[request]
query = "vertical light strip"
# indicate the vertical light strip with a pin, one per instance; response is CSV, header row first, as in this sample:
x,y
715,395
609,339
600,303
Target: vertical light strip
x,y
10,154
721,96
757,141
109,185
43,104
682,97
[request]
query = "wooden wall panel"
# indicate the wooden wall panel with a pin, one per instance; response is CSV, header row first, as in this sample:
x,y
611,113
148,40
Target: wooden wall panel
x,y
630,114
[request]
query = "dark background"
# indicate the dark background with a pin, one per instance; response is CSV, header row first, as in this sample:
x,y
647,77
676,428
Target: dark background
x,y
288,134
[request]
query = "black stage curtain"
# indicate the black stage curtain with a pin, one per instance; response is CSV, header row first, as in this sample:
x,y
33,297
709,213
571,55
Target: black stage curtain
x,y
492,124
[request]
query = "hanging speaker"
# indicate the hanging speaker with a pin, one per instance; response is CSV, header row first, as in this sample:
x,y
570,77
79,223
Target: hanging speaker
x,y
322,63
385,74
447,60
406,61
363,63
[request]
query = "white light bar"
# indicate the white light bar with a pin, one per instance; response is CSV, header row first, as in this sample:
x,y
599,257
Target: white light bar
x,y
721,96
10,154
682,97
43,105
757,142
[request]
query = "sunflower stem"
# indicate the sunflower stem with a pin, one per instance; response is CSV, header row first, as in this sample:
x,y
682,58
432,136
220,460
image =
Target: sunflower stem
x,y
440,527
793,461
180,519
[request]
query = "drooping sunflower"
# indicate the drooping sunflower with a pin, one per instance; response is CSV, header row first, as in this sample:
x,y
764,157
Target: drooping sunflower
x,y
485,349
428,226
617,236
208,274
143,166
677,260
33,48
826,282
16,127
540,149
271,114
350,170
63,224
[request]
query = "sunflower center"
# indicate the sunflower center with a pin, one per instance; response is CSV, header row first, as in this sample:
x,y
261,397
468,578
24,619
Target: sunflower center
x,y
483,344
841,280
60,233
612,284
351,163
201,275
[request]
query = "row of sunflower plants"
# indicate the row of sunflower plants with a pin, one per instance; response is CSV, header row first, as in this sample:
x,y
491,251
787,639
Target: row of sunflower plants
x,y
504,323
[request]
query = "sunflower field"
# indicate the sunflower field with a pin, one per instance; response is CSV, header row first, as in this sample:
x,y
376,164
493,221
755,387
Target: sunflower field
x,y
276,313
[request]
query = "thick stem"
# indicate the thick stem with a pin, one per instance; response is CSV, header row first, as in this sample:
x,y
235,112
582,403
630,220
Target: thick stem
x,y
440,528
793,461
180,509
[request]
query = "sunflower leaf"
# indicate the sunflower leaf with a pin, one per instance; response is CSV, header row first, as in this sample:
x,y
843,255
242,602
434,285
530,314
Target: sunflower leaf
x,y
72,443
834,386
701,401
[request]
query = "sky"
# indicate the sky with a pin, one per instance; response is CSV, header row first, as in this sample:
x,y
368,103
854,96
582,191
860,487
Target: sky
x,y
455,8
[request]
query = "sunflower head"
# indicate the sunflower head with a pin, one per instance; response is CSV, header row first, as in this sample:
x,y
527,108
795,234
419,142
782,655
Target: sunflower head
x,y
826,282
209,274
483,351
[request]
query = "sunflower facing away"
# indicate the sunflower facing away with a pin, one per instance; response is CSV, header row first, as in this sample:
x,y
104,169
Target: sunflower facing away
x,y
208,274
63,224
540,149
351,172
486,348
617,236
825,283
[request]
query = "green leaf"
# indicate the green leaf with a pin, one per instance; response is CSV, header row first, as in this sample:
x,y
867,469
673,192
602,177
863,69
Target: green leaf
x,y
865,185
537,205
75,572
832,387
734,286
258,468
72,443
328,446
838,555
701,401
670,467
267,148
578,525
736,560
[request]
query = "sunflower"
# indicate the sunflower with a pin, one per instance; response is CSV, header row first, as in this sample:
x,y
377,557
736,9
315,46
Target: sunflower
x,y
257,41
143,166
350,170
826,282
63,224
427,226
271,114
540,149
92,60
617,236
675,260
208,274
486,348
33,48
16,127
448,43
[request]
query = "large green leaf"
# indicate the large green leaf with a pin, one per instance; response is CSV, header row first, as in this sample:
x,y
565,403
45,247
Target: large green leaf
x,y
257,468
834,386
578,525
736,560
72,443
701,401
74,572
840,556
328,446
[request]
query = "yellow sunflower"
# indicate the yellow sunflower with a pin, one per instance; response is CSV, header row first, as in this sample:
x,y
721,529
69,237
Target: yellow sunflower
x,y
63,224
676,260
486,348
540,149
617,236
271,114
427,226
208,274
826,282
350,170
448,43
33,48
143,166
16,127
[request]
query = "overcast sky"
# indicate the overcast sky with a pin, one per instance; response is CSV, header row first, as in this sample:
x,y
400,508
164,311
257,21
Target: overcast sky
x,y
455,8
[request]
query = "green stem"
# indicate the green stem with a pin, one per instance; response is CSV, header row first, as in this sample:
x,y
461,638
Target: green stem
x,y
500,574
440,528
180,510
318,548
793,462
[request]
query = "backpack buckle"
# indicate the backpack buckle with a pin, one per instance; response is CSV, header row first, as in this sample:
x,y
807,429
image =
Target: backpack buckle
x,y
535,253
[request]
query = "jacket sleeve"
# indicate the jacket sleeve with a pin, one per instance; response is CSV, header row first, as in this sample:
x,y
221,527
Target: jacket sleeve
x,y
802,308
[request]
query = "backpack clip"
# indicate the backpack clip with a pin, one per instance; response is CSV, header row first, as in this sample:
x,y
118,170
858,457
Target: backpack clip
+ + + + + + +
**What is being asked**. The complete listing above is to be output again exactly.

**Task solution**.
[request]
query = "vertical light strip"
# indicate the vertical light strip with a pin, one per instance; response is CSV, header row first, as in this sample:
x,y
715,395
609,339
600,303
Target: vertical light strip
x,y
10,154
721,96
757,141
109,185
43,104
682,97
[request]
query = "wooden wall panel"
# indicate the wooden wall panel with a pin, one per instance; response is CSV, header row first, as in this sample:
x,y
611,113
148,40
Target: wooden wall panel
x,y
630,114
[request]
query = "dark background"
# indicate the dark background with a pin, one per instance; response is CSV, header row first, as in this sample:
x,y
647,77
676,428
Target: dark background
x,y
288,134
[request]
query = "black stage curtain"
# indicate the black stage curtain with a pin, one per instance; response is CSV, header row first, as in this sample:
x,y
33,297
709,213
571,55
Target: black stage curtain
x,y
492,124
[request]
query = "hanging speaker"
# indicate the hanging speaker with a pin, one per instance; response is CSV, header row first, as in this sample:
x,y
570,77
79,223
Target: hanging speaker
x,y
322,63
385,74
447,60
406,61
363,63
[request]
query = "white light bar"
# indicate the white light bar with a pin, one per instance; response is CSV, header row first, as in this sample:
x,y
599,257
Target: white light bar
x,y
721,96
10,154
682,97
43,105
757,142
[request]
query = "sunflower stem"
# indicate the sunflower stem with a pin, one per instance; response is CSV, header row first, as in this sample:
x,y
682,58
432,136
220,460
image =
Target: sunflower stem
x,y
440,527
793,461
180,519
[request]
query = "drooping sunflower"
# indicate the drooping sunflower with a pin, one per instance; response is CSV, header row first, as in this sample:
x,y
764,157
Target: drooping sunflower
x,y
485,349
428,226
617,236
208,274
143,166
677,260
33,48
826,282
16,127
540,149
271,114
350,170
63,224
[request]
query = "sunflower center"
# indicate the sunflower center with a pin, one per instance; response is CSV, header row first, as in this sample:
x,y
261,397
468,578
24,619
Target: sunflower center
x,y
483,344
841,280
60,233
612,284
351,163
201,275
[request]
query = "row of sunflower plants"
# indicate the row of sunflower plants with a pin, one per instance; response is CSV, header row first, as in this sample:
x,y
491,251
787,639
Target: row of sunflower plants
x,y
504,323
[request]
query = "sunflower field"
# indicate the sunflower field with a pin, one per instance; response is CSV, header row first, as in this sample:
x,y
376,164
493,221
755,387
Target: sunflower field
x,y
276,313
[request]
query = "thick stem"
# indicate the thick stem with a pin, one per instance; response is CSV, header row first, as in this sample:
x,y
235,112
582,403
630,220
Target: thick stem
x,y
440,528
793,461
180,509
[request]
query = "sunflower leaf"
# indicate the sunflower leaf with a pin, one per instance; response is CSV, header row first, as in this sample:
x,y
843,255
242,602
434,285
530,314
Target: sunflower leaf
x,y
72,443
834,386
701,401
[request]
query = "sky"
# indicate the sky with a pin, one per instance; response is CSV, header row first, as in this sample:
x,y
368,103
854,96
582,191
860,487
Target: sky
x,y
455,8
[request]
query = "sunflower head"
# indicate the sunflower head with a pin, one per instance; response is CSV, header row first, as in this sample:
x,y
527,108
795,234
419,142
782,655
Target: sunflower head
x,y
826,282
209,274
483,351
[request]
query = "sunflower facing away"
# indicate the sunflower facing away with a pin, one per instance; response is CSV, header row first, as in this sample:
x,y
104,169
Target: sunflower facing away
x,y
208,274
63,224
540,149
351,172
486,348
617,236
825,283
[request]
query = "green leaf"
# indicate the green leaf with a pin, one per instance; response is CSV, header row first, as in this sample:
x,y
867,469
673,192
602,177
863,69
Target: green leaf
x,y
865,185
537,205
75,572
832,387
734,286
258,468
72,443
328,446
838,555
701,401
670,467
267,148
578,525
736,560
[request]
query = "sunflower"
# indicate the sunflower with a pin, one per instance; response is CSV, header row first, as in this sample:
x,y
377,557
736,9
315,46
Target: sunflower
x,y
257,41
143,166
350,170
826,282
63,224
427,226
271,114
540,149
92,60
617,236
675,260
208,274
486,348
33,48
16,127
448,43
[request]
query = "large green leaf"
# indicate the large green leaf with a pin, one per instance; response is CSV, header row first, as in this sample:
x,y
565,403
45,247
Target: large green leaf
x,y
257,468
834,386
578,525
736,560
72,443
701,401
74,572
840,556
328,446
[request]
query = "yellow sunflower"
# indicate the yellow sunflower with a pin, one per instance; response is CSV, header row first, as in this sample:
x,y
721,529
69,237
Target: yellow sunflower
x,y
63,224
676,260
486,348
540,149
617,236
271,114
427,226
208,274
826,282
350,170
448,43
33,48
143,166
16,127
[request]
query = "overcast sky"
# indicate the overcast sky with a pin, one per instance; response is CSV, header row first, as in this sample:
x,y
400,508
164,311
257,21
Target: overcast sky
x,y
455,8
[request]
query = "green stem"
# indicate the green stem with a pin, one per instance; response is CSV, header row first, as in this sample:
x,y
461,638
Target: green stem
x,y
500,574
440,528
180,510
318,548
793,462
[request]
query = "backpack buckle"
# indicate the backpack buckle with a pin, one per instance; response is CSV, header row first, as in this sample:
x,y
807,429
image =
Target: backpack buckle
x,y
535,253
[request]
query = "jacket sleeve"
# indicate the jacket sleeve with a pin, one per instance; response is CSV, header row first, as in this sample:
x,y
221,527
Target: jacket sleeve
x,y
802,308
[request]
query = "backpack clip"
# indicate the backpack clip with a pin, one per instance; response is CSV, header row first, as in this sample:
x,y
118,170
858,457
Target: backpack clip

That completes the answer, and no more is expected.